— Your instructions —
Print the lines of the entries word for word, starting at the line that contains "Task: indicate the large" and running through the end of the entries, with both ends included.

(Labeled-object pointing entries)
******

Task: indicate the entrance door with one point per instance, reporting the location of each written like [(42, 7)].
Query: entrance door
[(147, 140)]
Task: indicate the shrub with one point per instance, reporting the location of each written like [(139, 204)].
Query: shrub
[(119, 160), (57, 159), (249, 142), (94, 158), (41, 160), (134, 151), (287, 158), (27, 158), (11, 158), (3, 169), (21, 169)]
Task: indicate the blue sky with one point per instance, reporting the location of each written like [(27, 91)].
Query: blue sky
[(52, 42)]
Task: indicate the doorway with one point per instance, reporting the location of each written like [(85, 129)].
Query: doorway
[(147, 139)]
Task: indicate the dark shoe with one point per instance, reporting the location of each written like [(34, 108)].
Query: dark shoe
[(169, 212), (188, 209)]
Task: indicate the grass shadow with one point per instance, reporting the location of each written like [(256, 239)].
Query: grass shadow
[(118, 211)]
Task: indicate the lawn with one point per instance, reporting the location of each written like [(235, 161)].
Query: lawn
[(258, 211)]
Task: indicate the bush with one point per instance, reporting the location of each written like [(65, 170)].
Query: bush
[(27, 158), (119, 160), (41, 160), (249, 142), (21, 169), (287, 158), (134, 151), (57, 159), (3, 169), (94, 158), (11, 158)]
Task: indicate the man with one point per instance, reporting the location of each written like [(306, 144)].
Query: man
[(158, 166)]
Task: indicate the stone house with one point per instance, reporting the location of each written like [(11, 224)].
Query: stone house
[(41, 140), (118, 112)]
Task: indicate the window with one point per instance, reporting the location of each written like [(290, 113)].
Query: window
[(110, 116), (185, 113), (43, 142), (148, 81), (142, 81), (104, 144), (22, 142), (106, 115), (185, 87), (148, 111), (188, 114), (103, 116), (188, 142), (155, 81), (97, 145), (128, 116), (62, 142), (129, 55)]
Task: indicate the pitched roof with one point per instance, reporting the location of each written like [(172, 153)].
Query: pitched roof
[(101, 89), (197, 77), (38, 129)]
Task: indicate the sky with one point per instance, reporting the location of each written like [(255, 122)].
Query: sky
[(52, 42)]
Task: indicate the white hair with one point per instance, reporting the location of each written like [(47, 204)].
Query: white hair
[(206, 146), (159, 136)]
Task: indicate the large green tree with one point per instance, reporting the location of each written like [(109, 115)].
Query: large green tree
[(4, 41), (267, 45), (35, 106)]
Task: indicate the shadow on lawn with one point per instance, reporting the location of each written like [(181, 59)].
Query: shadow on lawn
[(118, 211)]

******

— Output of the exercise —
Task: indicate the large green tree with one point per instance, reporting the location of each written like [(109, 115)].
Query: large green tree
[(4, 41), (267, 45), (35, 106)]
Task: indicate the shadow on lawn with one point per instance, reporting the location of each written like [(181, 59)].
Query: shadow on lawn
[(118, 211)]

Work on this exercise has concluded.